TEXT PASSAGE =
Armas Hill has presented the "Birdline", originally from Philadelphia, on the phone and internet for over 3 decades, and on the radio in Delaware for about 10 years.


A List & Photo Gallery of North American Birds, in 6 Parts

A List & Photo Gallery of North American Mammals  

A Chronological List of Upcoming FONT Tours     Other Birdlines/Naturelines

Photos here of two species referred to in this October 19, 2012 edition of the Birdline:

Above: a Peregrine Falcon
and below: a Wood Sandpiper

The Wood Sandpiper in the photo here 
in one that was a few years ago
in North America in Delaware.
(photo by Howard Eskin)


The Birdline for October 19, 2012:

The next edition of our Natureline will be a special one, referring to the 100 MOST ENDANGERED SPECIES on Earth - a list with not just BIRDS, but also containing OTHER CREATURES and PLANTS.

AIM A =
Answer these questions about the Birdline text:
(i) For about how many years has the Birdline been presented on the radio in Delaware?
(ii) Who took the photo of the Wood Sandpiper?
(iii) What will the next edition of the Natureline refer to?
AIM B = Return the lines of the listing word for word, starting at the line that contains "Where can you find the nfl" and ending at the last line of the listing, with both ends included.

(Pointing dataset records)
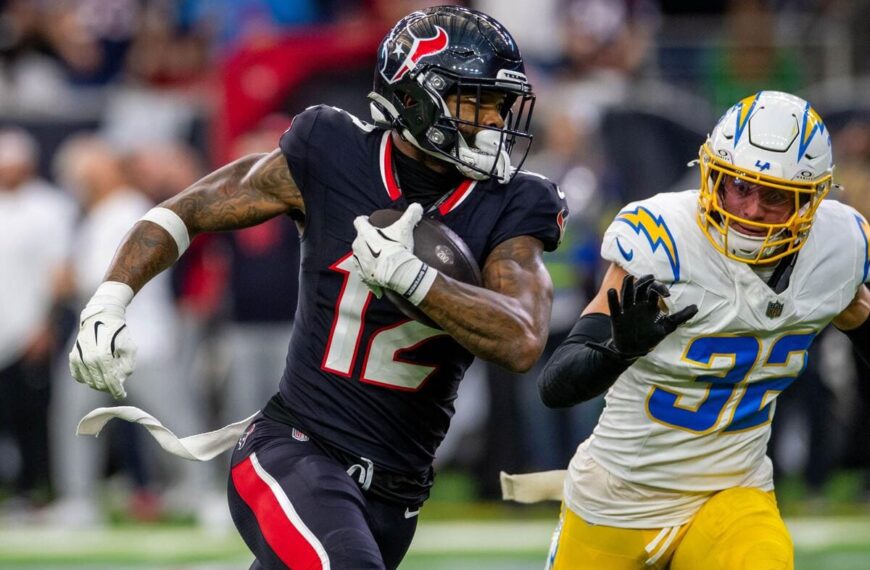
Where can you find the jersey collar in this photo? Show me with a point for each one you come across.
(453, 198)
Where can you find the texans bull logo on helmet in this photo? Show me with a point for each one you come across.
(422, 47)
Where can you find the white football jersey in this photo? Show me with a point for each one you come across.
(693, 416)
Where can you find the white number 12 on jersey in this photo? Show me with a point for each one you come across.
(382, 364)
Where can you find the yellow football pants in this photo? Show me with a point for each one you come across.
(736, 529)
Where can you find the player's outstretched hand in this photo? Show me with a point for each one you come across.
(637, 321)
(385, 258)
(104, 355)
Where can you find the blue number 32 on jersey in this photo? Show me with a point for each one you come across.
(753, 399)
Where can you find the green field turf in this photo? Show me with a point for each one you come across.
(841, 543)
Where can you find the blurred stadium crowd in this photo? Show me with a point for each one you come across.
(110, 106)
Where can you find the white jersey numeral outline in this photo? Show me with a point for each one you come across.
(383, 364)
(731, 403)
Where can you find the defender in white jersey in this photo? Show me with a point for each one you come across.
(723, 290)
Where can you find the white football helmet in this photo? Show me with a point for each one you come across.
(772, 139)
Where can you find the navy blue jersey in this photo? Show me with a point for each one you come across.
(360, 375)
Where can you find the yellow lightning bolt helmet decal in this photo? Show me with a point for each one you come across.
(865, 230)
(811, 124)
(746, 106)
(656, 232)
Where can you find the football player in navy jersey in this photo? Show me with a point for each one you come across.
(334, 470)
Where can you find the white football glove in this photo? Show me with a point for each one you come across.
(104, 354)
(384, 256)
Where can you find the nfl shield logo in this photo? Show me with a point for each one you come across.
(774, 309)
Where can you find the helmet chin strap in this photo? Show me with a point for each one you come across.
(476, 162)
(746, 246)
(487, 154)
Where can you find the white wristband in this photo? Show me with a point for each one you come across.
(419, 278)
(169, 221)
(113, 292)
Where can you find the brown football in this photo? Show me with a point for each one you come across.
(439, 247)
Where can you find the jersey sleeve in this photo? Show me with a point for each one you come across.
(862, 229)
(538, 210)
(297, 144)
(640, 241)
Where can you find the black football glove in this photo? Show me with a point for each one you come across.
(636, 321)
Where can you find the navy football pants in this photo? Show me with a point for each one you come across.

TASK ANSWER A =
(i) About 10 years.
(ii) Howard Eskin.
(iii) The 100 most endangered species on Earth.

TASK ANSWER B =
Where can you find the nfl shield logo in this photo? Show me with a point for each one you come across.
(774, 309)
Where can you find the helmet chin strap in this photo? Show me with a point for each one you come across.
(476, 162)
(746, 246)
(487, 154)
Where can you find the white wristband in this photo? Show me with a point for each one you come across.
(419, 278)
(169, 221)
(113, 292)
Where can you find the brown football in this photo? Show me with a point for each one you come across.
(439, 247)
Where can you find the jersey sleeve in this photo? Show me with a point for each one you come across.
(862, 229)
(538, 210)
(297, 144)
(640, 241)
Where can you find the black football glove in this photo? Show me with a point for each one you come across.
(636, 321)
Where can you find the navy football pants in this photo? Show me with a point for each one you come across.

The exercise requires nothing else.